_QUESTIONS TO ANSWER_
- A) Answer these questions from the text on the origin of life:
(i) Which molecule did the collaboration study the decomposition of?
(ii) What type of radiation was that molecule exposed to?
(iii) In which journal was the study a cover article, and for which issue date?
- B) Write the next paragraph of the text on the origin of life, following its last sentence.

_DOCUMENT EXCERPT_

The origin of life has intrigued philosophers and scientists since the dawn of human culture. How did the first organic molecules, building blocks of the complex biological systems we know today, develop? If simple prebiotic molecules formed in space and reached Earth on board of comets and meteorites, as suggested by the observations of the Rosetta mission and the analysis of the Murchinson meteorite, how did they survive cosmic rays during long interstellar journeys and harsh primordial Earth environment millions of years ago?
A collaboration that has involved  ISM-CNR and  Elettra synchrotron for the experimental part and the Autonomous University of Madrid and Stockholm University for the theoretical modeling studied the decomposition of the cyclic Alanine dipeptide, one of the simplest oligopeptides, exposed to VUV radiation  present also in the cosmic rays, the ionizing radiation diffused in the interstellar space.
This study, cover article of the J. Phys. Chem. Lett. issue on the 5th August, proposes a model that reveals new possible survival and polymerization mechanisms of these small  complexes of amino acids that, by exploiting two intramolecular peptide bonds, are characterized by a simple and robust cyclic structure.

_SOURCE DATA_

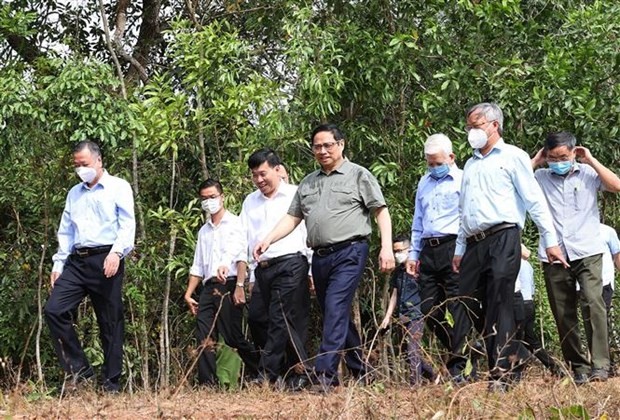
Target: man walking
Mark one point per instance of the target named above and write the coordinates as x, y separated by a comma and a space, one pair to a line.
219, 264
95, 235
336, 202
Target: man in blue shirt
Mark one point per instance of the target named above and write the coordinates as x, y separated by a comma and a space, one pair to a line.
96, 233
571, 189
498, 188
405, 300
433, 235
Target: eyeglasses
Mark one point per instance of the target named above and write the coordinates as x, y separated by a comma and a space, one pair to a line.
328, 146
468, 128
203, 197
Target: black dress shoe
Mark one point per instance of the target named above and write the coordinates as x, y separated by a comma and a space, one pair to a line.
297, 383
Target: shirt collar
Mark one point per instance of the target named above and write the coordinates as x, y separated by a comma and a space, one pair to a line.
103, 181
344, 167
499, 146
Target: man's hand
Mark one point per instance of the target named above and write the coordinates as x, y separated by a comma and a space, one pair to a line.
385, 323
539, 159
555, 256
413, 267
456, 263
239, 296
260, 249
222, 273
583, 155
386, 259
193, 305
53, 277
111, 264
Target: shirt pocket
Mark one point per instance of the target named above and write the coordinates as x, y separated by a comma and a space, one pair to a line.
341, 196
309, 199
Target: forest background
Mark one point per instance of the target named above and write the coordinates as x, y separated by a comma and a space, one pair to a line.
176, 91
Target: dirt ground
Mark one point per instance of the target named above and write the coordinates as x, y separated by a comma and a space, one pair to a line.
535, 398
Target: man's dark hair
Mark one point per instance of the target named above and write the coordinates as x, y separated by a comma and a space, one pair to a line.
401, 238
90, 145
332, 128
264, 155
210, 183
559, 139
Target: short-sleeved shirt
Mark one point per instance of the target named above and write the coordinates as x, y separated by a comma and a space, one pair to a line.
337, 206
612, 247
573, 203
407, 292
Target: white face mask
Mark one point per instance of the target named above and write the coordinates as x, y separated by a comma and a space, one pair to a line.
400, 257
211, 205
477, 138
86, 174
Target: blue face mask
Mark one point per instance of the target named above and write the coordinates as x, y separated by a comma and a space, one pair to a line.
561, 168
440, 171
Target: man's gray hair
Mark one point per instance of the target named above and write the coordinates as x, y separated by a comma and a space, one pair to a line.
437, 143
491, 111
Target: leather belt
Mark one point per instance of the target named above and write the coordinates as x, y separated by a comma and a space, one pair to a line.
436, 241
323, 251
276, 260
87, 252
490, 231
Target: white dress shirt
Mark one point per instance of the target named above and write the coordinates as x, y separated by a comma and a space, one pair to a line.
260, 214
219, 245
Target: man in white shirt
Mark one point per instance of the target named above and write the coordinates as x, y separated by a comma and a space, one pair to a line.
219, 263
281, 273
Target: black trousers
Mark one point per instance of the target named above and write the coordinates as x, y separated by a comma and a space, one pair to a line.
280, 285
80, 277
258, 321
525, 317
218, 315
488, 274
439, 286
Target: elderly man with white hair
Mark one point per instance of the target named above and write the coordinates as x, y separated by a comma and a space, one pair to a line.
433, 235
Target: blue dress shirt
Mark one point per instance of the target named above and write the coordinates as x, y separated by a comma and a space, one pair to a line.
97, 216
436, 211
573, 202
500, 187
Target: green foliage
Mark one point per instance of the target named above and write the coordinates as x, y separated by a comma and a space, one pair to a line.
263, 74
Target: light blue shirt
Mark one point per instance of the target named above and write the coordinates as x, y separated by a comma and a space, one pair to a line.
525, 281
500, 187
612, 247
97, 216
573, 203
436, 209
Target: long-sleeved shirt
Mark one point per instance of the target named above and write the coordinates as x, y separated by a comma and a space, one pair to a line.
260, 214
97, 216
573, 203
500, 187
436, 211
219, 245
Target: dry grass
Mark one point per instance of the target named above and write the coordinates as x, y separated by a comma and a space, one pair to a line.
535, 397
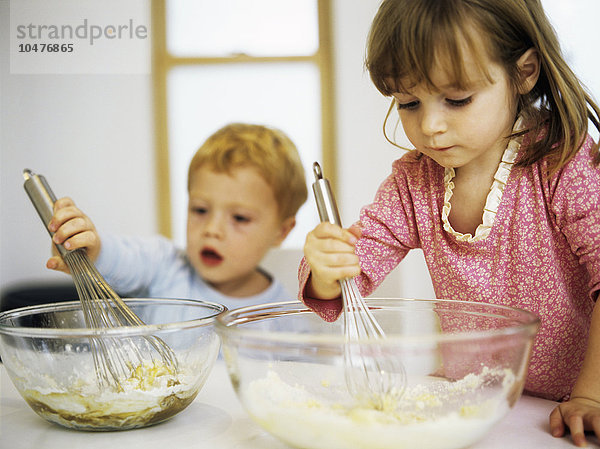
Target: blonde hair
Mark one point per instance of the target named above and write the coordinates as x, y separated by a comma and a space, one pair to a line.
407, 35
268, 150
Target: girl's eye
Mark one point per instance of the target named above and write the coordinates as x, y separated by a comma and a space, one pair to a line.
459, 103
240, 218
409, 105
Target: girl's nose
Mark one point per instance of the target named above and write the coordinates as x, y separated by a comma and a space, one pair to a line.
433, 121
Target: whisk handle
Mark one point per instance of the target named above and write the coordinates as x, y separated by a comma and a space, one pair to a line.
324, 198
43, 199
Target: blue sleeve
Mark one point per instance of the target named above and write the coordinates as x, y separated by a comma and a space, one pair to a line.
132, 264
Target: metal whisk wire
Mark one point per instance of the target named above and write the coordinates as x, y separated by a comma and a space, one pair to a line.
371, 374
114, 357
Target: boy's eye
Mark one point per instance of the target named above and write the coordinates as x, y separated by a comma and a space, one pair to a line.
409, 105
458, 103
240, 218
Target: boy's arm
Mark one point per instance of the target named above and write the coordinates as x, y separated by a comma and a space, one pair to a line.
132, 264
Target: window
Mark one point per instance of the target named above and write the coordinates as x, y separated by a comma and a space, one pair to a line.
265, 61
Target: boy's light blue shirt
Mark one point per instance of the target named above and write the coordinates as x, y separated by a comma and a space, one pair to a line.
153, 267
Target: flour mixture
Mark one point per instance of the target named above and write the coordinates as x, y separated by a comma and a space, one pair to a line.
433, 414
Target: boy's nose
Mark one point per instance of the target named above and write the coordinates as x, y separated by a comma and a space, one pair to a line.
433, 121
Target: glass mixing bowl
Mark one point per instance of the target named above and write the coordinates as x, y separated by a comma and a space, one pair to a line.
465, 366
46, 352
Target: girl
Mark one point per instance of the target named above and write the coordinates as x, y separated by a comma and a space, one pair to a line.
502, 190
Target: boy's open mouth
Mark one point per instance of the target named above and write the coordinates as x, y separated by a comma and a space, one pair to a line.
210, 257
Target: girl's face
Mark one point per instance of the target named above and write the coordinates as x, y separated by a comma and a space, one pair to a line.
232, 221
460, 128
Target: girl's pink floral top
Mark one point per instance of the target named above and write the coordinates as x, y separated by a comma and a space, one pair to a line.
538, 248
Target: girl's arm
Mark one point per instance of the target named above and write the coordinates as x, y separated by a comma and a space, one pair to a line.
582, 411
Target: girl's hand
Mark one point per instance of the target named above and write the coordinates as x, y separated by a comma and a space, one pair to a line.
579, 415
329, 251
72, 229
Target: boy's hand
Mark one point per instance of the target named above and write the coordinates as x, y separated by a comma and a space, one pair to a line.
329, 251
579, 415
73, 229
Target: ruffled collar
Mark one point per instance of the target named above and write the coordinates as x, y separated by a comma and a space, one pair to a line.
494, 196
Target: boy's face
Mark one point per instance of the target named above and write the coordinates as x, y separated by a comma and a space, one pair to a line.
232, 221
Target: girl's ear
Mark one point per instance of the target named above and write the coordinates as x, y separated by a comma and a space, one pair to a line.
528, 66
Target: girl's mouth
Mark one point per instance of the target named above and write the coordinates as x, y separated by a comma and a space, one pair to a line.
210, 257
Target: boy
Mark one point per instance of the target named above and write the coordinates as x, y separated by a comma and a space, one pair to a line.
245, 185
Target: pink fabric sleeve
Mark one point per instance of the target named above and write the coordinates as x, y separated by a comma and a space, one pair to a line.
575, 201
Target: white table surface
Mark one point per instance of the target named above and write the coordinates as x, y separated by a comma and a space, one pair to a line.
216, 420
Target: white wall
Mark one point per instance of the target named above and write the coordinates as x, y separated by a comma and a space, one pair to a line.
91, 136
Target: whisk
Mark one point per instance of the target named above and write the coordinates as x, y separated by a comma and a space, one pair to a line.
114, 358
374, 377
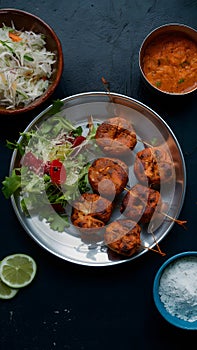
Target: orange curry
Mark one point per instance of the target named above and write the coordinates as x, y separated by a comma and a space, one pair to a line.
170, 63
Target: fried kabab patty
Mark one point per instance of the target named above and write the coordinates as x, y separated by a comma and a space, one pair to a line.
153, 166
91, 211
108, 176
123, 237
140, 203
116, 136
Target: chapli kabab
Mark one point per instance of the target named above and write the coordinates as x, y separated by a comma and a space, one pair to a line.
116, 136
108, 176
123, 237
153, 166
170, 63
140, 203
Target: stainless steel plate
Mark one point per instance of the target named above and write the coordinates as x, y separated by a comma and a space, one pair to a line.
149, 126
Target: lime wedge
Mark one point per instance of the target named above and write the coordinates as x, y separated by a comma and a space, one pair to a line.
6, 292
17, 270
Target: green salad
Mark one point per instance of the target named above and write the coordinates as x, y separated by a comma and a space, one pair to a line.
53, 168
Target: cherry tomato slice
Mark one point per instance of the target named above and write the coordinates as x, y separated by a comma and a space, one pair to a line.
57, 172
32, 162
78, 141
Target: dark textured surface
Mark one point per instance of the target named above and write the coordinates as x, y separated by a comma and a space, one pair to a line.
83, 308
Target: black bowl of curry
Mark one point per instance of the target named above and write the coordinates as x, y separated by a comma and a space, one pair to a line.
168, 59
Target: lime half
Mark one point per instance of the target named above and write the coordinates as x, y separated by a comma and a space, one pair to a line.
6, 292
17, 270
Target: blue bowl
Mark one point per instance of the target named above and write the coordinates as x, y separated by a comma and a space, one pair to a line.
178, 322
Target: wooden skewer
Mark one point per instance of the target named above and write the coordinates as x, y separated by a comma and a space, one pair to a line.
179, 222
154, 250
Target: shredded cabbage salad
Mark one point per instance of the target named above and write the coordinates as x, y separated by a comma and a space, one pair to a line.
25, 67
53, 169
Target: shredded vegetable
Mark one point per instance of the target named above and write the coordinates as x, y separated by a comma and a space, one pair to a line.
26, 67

_EXERCISE RESULTS_
- A)
(i) The cyclic Alanine dipeptide.
(ii) VUV radiation.
(iii) J. Phys. Chem. Lett., the issue of the 5th August.

- B)
Mass spectrometry experiments on cycle(AlanineAlanine) exposed to monochromatic VUV radiation at the Elettra synchrotron (Trieste) have shown how the ionizing radiation causes the breaking of several intramolecular bonds, resulting in the fragmentation and decomposition of the molecule. The theoretical study and the molecular dynamics simulations have allowed to propose the molecular structure and reactivity of these fragments, showing the surprising potential of cycle(Alanine Alanine)  i) to 'be reborn', like a phoenix, from the recombination of its own decomposition products or ii) to produce a cyclic structure, oxazolidinone, which can become the 'seed' for the formation of longer linear peptide chains.